====== Exercise data
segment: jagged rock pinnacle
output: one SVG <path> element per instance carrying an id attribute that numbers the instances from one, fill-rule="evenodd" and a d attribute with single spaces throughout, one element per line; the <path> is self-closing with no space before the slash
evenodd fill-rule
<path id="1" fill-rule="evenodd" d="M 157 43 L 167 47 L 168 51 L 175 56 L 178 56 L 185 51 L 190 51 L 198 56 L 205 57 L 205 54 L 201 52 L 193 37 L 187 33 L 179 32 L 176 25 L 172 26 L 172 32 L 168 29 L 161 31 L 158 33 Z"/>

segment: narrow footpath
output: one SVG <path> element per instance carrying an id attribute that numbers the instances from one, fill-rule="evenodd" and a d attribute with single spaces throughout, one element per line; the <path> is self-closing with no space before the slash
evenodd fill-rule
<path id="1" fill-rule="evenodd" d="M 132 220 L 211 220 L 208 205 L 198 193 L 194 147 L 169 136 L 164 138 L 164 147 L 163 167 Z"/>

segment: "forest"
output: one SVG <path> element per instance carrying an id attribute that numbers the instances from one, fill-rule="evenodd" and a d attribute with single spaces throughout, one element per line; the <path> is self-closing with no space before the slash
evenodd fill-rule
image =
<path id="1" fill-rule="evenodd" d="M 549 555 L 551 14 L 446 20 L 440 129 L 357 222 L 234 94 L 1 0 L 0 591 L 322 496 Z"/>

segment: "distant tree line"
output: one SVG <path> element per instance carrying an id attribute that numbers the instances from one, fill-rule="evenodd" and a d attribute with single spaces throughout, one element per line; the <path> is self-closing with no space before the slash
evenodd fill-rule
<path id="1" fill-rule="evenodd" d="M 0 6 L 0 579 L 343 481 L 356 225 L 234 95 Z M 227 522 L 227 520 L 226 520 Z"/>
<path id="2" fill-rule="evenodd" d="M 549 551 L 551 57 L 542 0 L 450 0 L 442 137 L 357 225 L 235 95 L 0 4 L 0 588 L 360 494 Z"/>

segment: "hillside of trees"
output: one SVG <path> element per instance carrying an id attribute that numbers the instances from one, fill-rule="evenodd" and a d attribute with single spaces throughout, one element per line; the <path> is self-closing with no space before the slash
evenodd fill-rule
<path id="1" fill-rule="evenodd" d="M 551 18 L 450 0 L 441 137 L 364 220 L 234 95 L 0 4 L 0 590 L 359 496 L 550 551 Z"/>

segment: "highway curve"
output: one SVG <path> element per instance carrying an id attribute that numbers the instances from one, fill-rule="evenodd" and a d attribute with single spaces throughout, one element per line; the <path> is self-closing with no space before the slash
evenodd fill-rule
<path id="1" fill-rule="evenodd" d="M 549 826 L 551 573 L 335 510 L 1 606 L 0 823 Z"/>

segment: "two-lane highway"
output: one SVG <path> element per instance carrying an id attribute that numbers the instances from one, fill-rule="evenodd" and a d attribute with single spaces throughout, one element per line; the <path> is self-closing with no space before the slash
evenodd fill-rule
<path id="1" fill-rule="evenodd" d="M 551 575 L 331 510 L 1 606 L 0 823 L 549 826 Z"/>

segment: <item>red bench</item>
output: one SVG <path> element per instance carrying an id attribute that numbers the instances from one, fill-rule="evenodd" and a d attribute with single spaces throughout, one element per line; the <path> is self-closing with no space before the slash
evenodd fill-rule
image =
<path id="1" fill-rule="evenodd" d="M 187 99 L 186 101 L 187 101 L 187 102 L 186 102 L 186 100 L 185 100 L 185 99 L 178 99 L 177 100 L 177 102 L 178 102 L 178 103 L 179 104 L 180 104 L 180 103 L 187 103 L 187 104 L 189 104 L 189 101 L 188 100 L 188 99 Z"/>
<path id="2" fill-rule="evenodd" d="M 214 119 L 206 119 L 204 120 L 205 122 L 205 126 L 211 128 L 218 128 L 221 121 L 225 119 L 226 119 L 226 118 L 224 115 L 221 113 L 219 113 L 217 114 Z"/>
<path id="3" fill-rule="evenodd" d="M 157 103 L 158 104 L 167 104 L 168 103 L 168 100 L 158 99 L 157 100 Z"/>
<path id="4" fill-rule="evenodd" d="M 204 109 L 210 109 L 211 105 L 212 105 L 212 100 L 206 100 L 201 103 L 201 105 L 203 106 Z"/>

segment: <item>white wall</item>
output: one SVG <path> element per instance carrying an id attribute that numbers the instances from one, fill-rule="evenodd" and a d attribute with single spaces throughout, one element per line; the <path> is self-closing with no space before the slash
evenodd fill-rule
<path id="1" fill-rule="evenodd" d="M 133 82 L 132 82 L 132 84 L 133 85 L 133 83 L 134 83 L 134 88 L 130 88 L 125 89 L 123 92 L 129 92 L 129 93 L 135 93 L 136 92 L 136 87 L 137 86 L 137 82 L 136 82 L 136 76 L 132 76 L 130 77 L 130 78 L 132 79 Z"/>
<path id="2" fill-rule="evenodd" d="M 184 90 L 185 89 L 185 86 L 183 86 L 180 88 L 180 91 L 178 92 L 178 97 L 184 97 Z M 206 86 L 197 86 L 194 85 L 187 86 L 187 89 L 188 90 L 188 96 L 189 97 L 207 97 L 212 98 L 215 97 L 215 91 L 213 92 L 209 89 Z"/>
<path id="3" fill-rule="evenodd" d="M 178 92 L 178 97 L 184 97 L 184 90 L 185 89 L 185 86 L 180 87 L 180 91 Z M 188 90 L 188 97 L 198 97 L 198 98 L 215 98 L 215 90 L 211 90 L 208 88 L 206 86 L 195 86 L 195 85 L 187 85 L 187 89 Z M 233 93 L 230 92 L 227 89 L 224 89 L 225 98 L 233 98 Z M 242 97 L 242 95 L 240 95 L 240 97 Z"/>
============
Rewrite all of the items above, substituting "rocky spire" for "jagged rock pinnacle" and leaving every other line unchanged.

- _In response_
segment: rocky spire
output: one SVG <path> element per instance carrying an id attribute that numbers the instances from one, fill-rule="evenodd" and a d attribute with single spaces throughout, one element per line; the <path> is self-closing with no space before the slash
evenodd fill-rule
<path id="1" fill-rule="evenodd" d="M 157 43 L 167 47 L 168 51 L 175 56 L 178 56 L 185 51 L 190 51 L 198 56 L 205 57 L 205 54 L 201 52 L 193 37 L 187 33 L 179 32 L 176 25 L 172 26 L 172 32 L 168 29 L 161 31 L 158 33 Z"/>

segment: narrow footpath
output: one SVG <path> element per instance carrying an id attribute that numbers the instances from one, fill-rule="evenodd" and a d attribute with single spaces throughout, one element per line; the <path> is self-closing with no space before the slash
evenodd fill-rule
<path id="1" fill-rule="evenodd" d="M 132 220 L 211 220 L 208 205 L 198 193 L 194 147 L 169 136 L 164 138 L 164 147 L 163 167 Z"/>

segment: "forest"
output: one SVG <path> element per instance carrying an id attribute that numbers the instances from one, fill-rule="evenodd" and a d attribute with single spaces throughout, one element per line; the <path> is self-closing with no space before the slash
evenodd fill-rule
image =
<path id="1" fill-rule="evenodd" d="M 549 555 L 551 14 L 446 20 L 440 129 L 357 222 L 234 94 L 1 0 L 0 591 L 322 496 Z"/>

segment: "distant tree line"
output: one SVG <path> element per instance carrying an id attribute that numbers the instances from one, fill-rule="evenodd" and a d attribute with single spaces throughout, one element per line; the <path> is self-closing with no space before the slash
evenodd fill-rule
<path id="1" fill-rule="evenodd" d="M 0 6 L 0 579 L 343 481 L 356 225 L 234 95 Z M 227 522 L 227 520 L 226 520 Z"/>
<path id="2" fill-rule="evenodd" d="M 549 551 L 551 57 L 542 0 L 450 0 L 442 137 L 357 225 L 235 95 L 0 4 L 0 588 L 360 494 Z"/>

segment: "hillside of trees"
output: one SVG <path> element per instance carrying an id attribute that numbers the instances from one, fill-rule="evenodd" and a d attribute with single spaces throughout, one element per line; the <path> is self-closing with no space before the slash
evenodd fill-rule
<path id="1" fill-rule="evenodd" d="M 551 18 L 450 0 L 441 137 L 364 220 L 234 95 L 0 4 L 0 590 L 359 496 L 550 551 Z"/>

segment: "highway curve"
output: one SVG <path> element per instance carrying an id attribute that numbers the instances from one, fill-rule="evenodd" and a d attribute with single spaces throughout, one element per line; the <path> is self-closing with no space before the slash
evenodd fill-rule
<path id="1" fill-rule="evenodd" d="M 549 826 L 551 573 L 335 510 L 1 606 L 0 823 Z"/>

segment: "two-lane highway"
output: one SVG <path> element per instance carrying an id attribute that numbers the instances from one, fill-rule="evenodd" and a d attribute with single spaces throughout, one element per line; the <path> is self-closing with no space before the slash
evenodd fill-rule
<path id="1" fill-rule="evenodd" d="M 551 575 L 331 510 L 1 606 L 0 823 L 549 826 Z"/>

segment: <item>red bench</item>
output: one SVG <path> element per instance carrying an id attribute that numbers the instances from one, fill-rule="evenodd" and a d attribute with single spaces throughout, one element per line; the <path> is self-closing with no space before the slash
evenodd fill-rule
image =
<path id="1" fill-rule="evenodd" d="M 187 99 L 186 101 L 187 101 L 187 102 L 186 102 L 186 100 L 185 100 L 185 99 L 178 99 L 177 100 L 177 102 L 178 102 L 178 103 L 179 104 L 180 104 L 180 103 L 187 103 L 187 104 L 189 104 L 189 101 L 188 100 L 188 99 Z"/>
<path id="2" fill-rule="evenodd" d="M 214 119 L 206 119 L 204 120 L 205 122 L 205 126 L 211 128 L 218 128 L 221 121 L 225 119 L 226 119 L 226 118 L 224 115 L 221 113 L 219 113 L 217 114 Z"/>
<path id="3" fill-rule="evenodd" d="M 157 103 L 158 104 L 167 104 L 168 103 L 168 100 L 158 99 L 157 100 Z"/>
<path id="4" fill-rule="evenodd" d="M 204 109 L 210 109 L 211 105 L 212 105 L 212 100 L 206 100 L 201 103 L 201 105 L 203 106 Z"/>

segment: <item>white wall</item>
output: one SVG <path> element per instance carrying an id attribute that numbers the instances from one, fill-rule="evenodd" and a d attribute with single spaces throughout, one element per line; the <path> is self-closing with no space before the slash
evenodd fill-rule
<path id="1" fill-rule="evenodd" d="M 133 82 L 132 82 L 132 84 L 133 85 L 133 83 L 134 83 L 134 88 L 130 88 L 125 89 L 123 92 L 129 92 L 129 93 L 135 93 L 136 92 L 136 87 L 137 86 L 137 82 L 136 82 L 136 76 L 132 76 L 130 77 L 130 78 L 132 79 Z"/>
<path id="2" fill-rule="evenodd" d="M 184 90 L 185 89 L 185 86 L 183 86 L 180 88 L 180 91 L 178 92 L 178 97 L 184 97 Z M 206 86 L 197 86 L 194 85 L 187 86 L 187 89 L 188 90 L 188 96 L 189 97 L 207 97 L 212 98 L 215 97 L 215 91 L 213 92 L 209 89 Z"/>
<path id="3" fill-rule="evenodd" d="M 178 92 L 178 97 L 184 97 L 184 90 L 185 89 L 185 86 L 180 87 L 180 91 Z M 188 90 L 188 97 L 198 97 L 198 98 L 215 98 L 215 90 L 211 90 L 208 88 L 206 86 L 195 86 L 195 85 L 187 85 L 187 89 Z M 233 93 L 230 92 L 227 89 L 224 89 L 225 98 L 233 98 Z M 242 97 L 242 95 L 240 95 L 240 97 Z"/>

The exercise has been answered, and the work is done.